__WHAT TO DO__:
Below is the data. Give it again, complete and exact.

— Start DATA —

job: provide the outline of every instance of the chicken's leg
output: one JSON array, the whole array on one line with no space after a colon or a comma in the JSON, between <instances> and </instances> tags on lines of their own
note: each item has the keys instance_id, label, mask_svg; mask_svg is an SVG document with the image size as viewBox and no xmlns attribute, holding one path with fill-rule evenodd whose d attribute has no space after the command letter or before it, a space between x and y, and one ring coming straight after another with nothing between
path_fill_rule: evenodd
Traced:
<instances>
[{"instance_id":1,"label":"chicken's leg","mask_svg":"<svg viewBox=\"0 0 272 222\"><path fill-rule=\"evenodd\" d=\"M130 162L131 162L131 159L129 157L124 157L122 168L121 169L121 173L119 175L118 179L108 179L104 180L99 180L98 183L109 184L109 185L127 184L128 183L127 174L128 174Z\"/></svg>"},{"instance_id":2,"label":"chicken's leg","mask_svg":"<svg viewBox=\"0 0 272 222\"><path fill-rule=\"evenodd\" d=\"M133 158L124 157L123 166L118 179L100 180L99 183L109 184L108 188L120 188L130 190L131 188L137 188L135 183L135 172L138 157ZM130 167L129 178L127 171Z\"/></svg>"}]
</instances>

— End DATA —

__OUTPUT FOR THIS EXERCISE__:
job: provide the outline of every instance of the chicken's leg
output: one JSON array, the whole array on one line with no space after a colon or a comma in the JSON, between <instances> and </instances> tags on lines of their own
note: each item has the keys instance_id, label, mask_svg; mask_svg is an SVG document with the image size as viewBox and no xmlns attribute, holding one path with fill-rule evenodd whose d attribute has no space after the command letter or before it, a space between x and y, and one ring coming straight after another with nothing between
path_fill_rule: evenodd
Traced:
<instances>
[{"instance_id":1,"label":"chicken's leg","mask_svg":"<svg viewBox=\"0 0 272 222\"><path fill-rule=\"evenodd\" d=\"M130 162L131 162L131 159L129 157L124 157L122 168L121 169L121 173L119 175L118 179L108 179L104 180L99 180L98 183L109 184L109 185L127 184L128 183L127 174L128 174Z\"/></svg>"},{"instance_id":2,"label":"chicken's leg","mask_svg":"<svg viewBox=\"0 0 272 222\"><path fill-rule=\"evenodd\" d=\"M133 158L124 157L123 166L118 179L100 180L99 183L109 184L108 188L120 188L130 190L131 188L137 188L135 183L135 172L138 157ZM130 167L129 178L127 171Z\"/></svg>"}]
</instances>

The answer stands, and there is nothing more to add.